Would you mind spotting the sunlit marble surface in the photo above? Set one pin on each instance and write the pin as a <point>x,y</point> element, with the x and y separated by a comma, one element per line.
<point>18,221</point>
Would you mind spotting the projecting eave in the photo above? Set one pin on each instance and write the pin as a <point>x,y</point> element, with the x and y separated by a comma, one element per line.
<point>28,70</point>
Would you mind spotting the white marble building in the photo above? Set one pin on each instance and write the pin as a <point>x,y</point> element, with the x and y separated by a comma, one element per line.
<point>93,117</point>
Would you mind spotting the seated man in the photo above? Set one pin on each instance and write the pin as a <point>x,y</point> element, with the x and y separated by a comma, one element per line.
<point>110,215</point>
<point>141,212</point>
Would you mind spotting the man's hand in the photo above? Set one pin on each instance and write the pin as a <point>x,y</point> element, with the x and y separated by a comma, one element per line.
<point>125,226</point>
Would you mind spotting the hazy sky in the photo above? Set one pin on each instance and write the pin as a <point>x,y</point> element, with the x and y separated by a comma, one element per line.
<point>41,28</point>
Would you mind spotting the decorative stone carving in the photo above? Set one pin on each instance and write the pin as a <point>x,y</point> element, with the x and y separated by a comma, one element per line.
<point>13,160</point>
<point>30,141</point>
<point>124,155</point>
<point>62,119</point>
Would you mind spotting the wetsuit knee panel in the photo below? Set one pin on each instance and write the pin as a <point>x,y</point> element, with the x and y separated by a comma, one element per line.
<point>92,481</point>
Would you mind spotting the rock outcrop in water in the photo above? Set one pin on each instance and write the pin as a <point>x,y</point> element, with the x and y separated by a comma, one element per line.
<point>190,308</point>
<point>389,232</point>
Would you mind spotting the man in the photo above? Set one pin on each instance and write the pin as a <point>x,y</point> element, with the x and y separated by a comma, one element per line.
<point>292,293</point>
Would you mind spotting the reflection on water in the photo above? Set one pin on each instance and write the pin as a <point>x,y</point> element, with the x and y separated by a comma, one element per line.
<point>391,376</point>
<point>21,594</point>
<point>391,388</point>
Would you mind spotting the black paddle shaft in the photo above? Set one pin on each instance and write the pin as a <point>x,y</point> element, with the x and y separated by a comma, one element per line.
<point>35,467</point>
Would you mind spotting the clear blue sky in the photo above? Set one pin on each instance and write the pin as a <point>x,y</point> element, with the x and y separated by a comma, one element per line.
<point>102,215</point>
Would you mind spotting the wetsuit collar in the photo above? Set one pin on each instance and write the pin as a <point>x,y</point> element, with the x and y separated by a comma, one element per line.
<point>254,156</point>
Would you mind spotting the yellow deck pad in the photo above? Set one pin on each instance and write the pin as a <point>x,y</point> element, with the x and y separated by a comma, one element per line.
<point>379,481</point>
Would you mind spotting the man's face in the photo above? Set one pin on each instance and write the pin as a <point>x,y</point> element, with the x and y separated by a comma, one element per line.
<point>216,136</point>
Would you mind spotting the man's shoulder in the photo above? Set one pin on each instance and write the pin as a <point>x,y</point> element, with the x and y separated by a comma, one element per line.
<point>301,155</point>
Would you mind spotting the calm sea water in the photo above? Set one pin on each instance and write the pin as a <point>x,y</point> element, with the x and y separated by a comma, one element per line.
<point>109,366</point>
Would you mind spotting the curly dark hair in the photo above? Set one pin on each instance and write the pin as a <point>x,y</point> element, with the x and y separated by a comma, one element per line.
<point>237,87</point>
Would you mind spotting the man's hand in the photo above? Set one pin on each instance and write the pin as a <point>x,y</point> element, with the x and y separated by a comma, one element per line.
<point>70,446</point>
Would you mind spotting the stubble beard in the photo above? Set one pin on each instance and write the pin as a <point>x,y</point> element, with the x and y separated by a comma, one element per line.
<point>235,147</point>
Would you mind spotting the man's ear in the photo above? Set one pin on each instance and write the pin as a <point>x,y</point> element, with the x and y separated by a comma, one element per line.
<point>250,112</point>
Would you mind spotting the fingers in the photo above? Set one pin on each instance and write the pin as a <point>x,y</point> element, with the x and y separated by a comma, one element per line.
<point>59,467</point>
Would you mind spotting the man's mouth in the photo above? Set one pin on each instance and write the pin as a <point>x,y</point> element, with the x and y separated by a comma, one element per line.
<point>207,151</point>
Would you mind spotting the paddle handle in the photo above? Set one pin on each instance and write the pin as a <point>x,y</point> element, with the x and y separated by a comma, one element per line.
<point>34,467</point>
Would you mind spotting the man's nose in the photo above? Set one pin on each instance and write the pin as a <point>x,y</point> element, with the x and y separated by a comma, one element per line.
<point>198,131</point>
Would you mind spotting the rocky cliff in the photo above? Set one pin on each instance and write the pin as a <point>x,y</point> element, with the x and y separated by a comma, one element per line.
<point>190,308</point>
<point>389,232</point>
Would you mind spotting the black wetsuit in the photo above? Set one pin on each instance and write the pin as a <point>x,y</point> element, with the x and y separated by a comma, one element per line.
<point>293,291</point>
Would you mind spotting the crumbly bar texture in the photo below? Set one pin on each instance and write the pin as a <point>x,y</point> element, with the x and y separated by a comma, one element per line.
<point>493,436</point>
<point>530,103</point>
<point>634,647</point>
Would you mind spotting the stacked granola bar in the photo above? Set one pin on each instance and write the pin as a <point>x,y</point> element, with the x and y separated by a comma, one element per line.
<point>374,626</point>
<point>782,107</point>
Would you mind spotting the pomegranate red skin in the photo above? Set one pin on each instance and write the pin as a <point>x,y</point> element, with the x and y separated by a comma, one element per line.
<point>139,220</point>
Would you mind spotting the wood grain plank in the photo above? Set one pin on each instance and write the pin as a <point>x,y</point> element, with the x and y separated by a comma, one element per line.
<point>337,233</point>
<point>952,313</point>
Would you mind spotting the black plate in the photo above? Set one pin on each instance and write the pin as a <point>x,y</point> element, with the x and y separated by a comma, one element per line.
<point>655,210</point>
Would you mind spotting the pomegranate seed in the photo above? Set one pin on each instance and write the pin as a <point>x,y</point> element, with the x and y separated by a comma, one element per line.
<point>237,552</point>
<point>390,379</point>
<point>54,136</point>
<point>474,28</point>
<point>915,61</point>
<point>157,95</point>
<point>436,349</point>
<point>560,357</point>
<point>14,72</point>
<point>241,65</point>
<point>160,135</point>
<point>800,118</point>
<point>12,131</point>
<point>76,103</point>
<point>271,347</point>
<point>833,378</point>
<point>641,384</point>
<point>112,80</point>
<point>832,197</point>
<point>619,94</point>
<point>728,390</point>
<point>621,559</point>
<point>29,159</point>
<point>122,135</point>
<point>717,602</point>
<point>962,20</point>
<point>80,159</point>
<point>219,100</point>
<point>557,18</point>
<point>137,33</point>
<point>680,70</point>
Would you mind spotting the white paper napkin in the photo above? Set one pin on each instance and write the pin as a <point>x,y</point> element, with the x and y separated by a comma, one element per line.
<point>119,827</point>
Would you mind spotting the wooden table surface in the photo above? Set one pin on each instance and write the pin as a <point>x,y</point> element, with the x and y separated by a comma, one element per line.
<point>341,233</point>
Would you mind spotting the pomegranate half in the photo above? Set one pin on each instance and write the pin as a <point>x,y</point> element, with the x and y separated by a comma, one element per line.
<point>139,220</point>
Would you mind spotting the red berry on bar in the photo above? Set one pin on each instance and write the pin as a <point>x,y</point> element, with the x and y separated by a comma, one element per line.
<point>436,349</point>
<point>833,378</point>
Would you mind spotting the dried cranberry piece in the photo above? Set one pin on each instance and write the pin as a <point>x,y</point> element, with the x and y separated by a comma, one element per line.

════════════════════

Problem: Could you express all of the material above as a JSON list of strings, one string per line, with blank lines left out?

Answer to the exercise:
[
  "Would you mind spotting the sunlit marble surface in the photo above? Set one pin on each instance and write the pin as a <point>x,y</point> element, with the x and y separated by a comma, one element per line.",
  "<point>18,221</point>",
  "Would you mind spotting the projecting eave in the photo above? Set one pin on each instance and write the pin as a <point>x,y</point> element, with the x and y separated by a comma, one element per line.",
  "<point>28,70</point>",
  "Would you mind spotting the white marble building in the photo above? Set one pin on each instance and write the pin as a <point>x,y</point> element, with the x and y separated by a comma, one element per line.",
  "<point>93,117</point>",
  "Would you mind spotting the seated man in the photo above? Set one pin on each instance and write the pin as a <point>x,y</point> element, with the x and y separated by a comma, one element per line.",
  "<point>110,215</point>",
  "<point>141,212</point>",
  "Would you mind spotting the man's hand in the photo above? Set one pin on each instance and write the pin as a <point>x,y</point> element, with the x and y separated by a comma, one element per line.",
  "<point>125,226</point>",
  "Would you mind spotting the hazy sky in the photo above? Set one pin on each instance and write the pin as a <point>x,y</point> element, with the x and y separated by a comma, one element per line.",
  "<point>41,28</point>",
  "Would you mind spotting the decorative stone carving in the photo above? Set one pin on each instance and write the pin as a <point>x,y</point> element, with the x and y separated by a comma, one element per line.",
  "<point>13,160</point>",
  "<point>30,141</point>",
  "<point>124,155</point>",
  "<point>62,119</point>",
  "Would you mind spotting the wetsuit knee panel in the photo below? Set one pin on each instance and write the pin as a <point>x,y</point> element, with the x and y separated by a comma, one element per line.",
  "<point>92,481</point>",
  "Would you mind spotting the rock outcrop in water in the photo above? Set one pin on each instance and write the pin as a <point>x,y</point> element, with the x and y separated by a comma, one element per line.",
  "<point>190,308</point>",
  "<point>389,232</point>",
  "Would you mind spotting the man in the photo above? Set one pin on each instance and write the pin as a <point>x,y</point> element, with the x and y separated by a comma, one element per line.",
  "<point>292,293</point>",
  "Would you mind spotting the reflection on water in the photo above? Set one pin on each instance and write the pin as a <point>x,y</point> element, with the x and y separated by a comma, one element per line.",
  "<point>391,376</point>",
  "<point>21,594</point>",
  "<point>391,388</point>",
  "Would you mind spotting the black paddle shaft in the photo above? Set one pin on each instance and write the pin as a <point>x,y</point> element, with the x and y separated by a comma, one element per line.",
  "<point>35,467</point>",
  "Would you mind spotting the clear blue sky in the photo above? Set one pin on each instance and write the pin as a <point>x,y</point> element, with the x and y separated by a comma, one element per line.",
  "<point>102,215</point>",
  "Would you mind spotting the wetsuit collar in the photo above? Set one pin on each instance and write the pin as a <point>x,y</point> element, with the x and y separated by a comma, one element per line.",
  "<point>254,156</point>",
  "Would you mind spotting the yellow deck pad in the photo above? Set one pin on each instance and write the pin as a <point>x,y</point> element, with the x and y separated by a comma, one element per line.",
  "<point>379,481</point>",
  "Would you mind spotting the man's face in the photo above? Set one pin on each instance and write the pin as a <point>x,y</point> element, with the x and y separated by a comma, one element per line.",
  "<point>216,136</point>",
  "Would you mind spotting the man's shoulder in the photo above? Set one pin on each instance and write the pin as a <point>x,y</point> element, with the x and y separated by a comma, one element per line.",
  "<point>301,155</point>",
  "Would you mind spotting the calm sea water in the photo above? Set one pin on each instance and write the pin as a <point>x,y</point> element, with the x and y separated by a comma, one element per line.",
  "<point>109,366</point>",
  "Would you mind spotting the curly dark hair in the photo above? Set one pin on each instance and write the pin as a <point>x,y</point> element, with the x and y separated by a comma, one element per line.",
  "<point>237,87</point>",
  "Would you mind spotting the man's hand in the photo above? Set one pin on each instance and write the pin as a <point>x,y</point> element, with the x and y separated by a comma, one element per line.",
  "<point>70,446</point>",
  "Would you mind spotting the stubble beard in the photo above? Set one pin on each instance and write the pin as a <point>x,y</point> element, with the x and y separated by a comma, one element per line.",
  "<point>235,147</point>",
  "Would you mind spotting the man's ear in the photo above? Set one pin on each instance and write the pin as a <point>x,y</point> element, with the x and y separated by a comma, one element per line.",
  "<point>250,112</point>",
  "Would you mind spotting the fingers in the photo above? Set one pin on each instance and write the pin as a <point>x,y</point> element, with the x and y separated by a comma, one element per line.",
  "<point>59,467</point>",
  "Would you mind spotting the man's mouth in the photo above? Set one pin on each instance and write the pin as a <point>x,y</point> element, with the x and y separated by a comma, one element per line.",
  "<point>207,151</point>",
  "Would you mind spotting the paddle handle in the photo above? Set one pin on each instance and write the pin as a <point>x,y</point> element, with the x and y separated by a comma, one element per line.",
  "<point>34,467</point>",
  "Would you mind spotting the man's nose in the photo above? Set one pin on each instance and write the pin as a <point>x,y</point> element, with the x and y separated by a comma, one element per line.",
  "<point>198,131</point>",
  "Would you mind spotting the rocky cliff in the photo above? Set one pin on each instance and write the pin as a <point>x,y</point> element, with the x and y separated by a comma, one element per line.",
  "<point>190,308</point>",
  "<point>389,232</point>",
  "Would you mind spotting the black wetsuit in the photo above? Set one pin on each instance and write the pin as a <point>x,y</point> element, with the x and y separated by a comma, one element per line.",
  "<point>293,291</point>",
  "Would you mind spotting the crumbly bar texture in the photo below? Set one pin on each instance and write the pin as a <point>x,y</point> element, with the x and y separated by a comma, one element per line.",
  "<point>493,436</point>",
  "<point>530,103</point>",
  "<point>634,647</point>",
  "Would you mind spotting the stacked granola bar in the photo above? Set one pin on each instance and write the pin as a <point>x,y</point> element, with the x and y separated by a comma, one element per line.",
  "<point>374,626</point>",
  "<point>782,107</point>",
  "Would you mind spotting the pomegranate red skin in the photo above? Set one pin on each instance and write the pin as a <point>x,y</point> element, with the x and y separated by a comma, one element per line.",
  "<point>139,220</point>",
  "Would you mind spotting the wood grain plank in the photo above? Set one pin on each instance and write the pin as a <point>x,y</point> element, with the x and y separated by a comma, one element per line.",
  "<point>337,233</point>",
  "<point>952,313</point>",
  "Would you mind spotting the black plate in the photo above? Set one pin on each instance and write the pin as a <point>x,y</point> element, with the x and y separated by a comma, one element per line.",
  "<point>655,210</point>",
  "Would you mind spotting the pomegranate seed in the photo above? Set one pin on each instance and write the pin as a <point>x,y</point> element, with the x and y separated by a comma, one element per line.",
  "<point>237,552</point>",
  "<point>390,379</point>",
  "<point>54,136</point>",
  "<point>474,28</point>",
  "<point>915,61</point>",
  "<point>157,95</point>",
  "<point>436,349</point>",
  "<point>560,357</point>",
  "<point>14,72</point>",
  "<point>241,65</point>",
  "<point>160,135</point>",
  "<point>800,118</point>",
  "<point>12,131</point>",
  "<point>76,103</point>",
  "<point>271,347</point>",
  "<point>833,378</point>",
  "<point>641,384</point>",
  "<point>112,80</point>",
  "<point>832,197</point>",
  "<point>619,94</point>",
  "<point>728,390</point>",
  "<point>621,559</point>",
  "<point>29,159</point>",
  "<point>122,135</point>",
  "<point>717,602</point>",
  "<point>962,20</point>",
  "<point>80,159</point>",
  "<point>219,100</point>",
  "<point>557,18</point>",
  "<point>137,33</point>",
  "<point>680,70</point>",
  "Would you mind spotting the white paper napkin in the photo above? Set one pin on each instance and write the pin as a <point>x,y</point> element, with the x and y separated by a comma, one element per line.",
  "<point>119,827</point>",
  "Would you mind spotting the wooden table surface in the photo above? Set one pin on each instance and write the pin as a <point>x,y</point> element, with the x and y separated by a comma, one element per line.",
  "<point>341,233</point>",
  "Would you mind spotting the pomegranate half in the photo above? Set one pin on each instance and write the pin as a <point>x,y</point> element, with the x and y separated by a comma, one element per line.",
  "<point>139,220</point>",
  "Would you mind spotting the red berry on bar in the photo above? Set one pin on each instance and write the pin as a <point>x,y</point> element, with the x and y separated by a comma, one element per line.",
  "<point>436,349</point>",
  "<point>833,378</point>",
  "Would you mind spotting the dried cranberry piece in the photo above? Set one pin on each instance and write the pin as a <point>x,y</point> element, with the x and y separated by a comma, one element per line."
]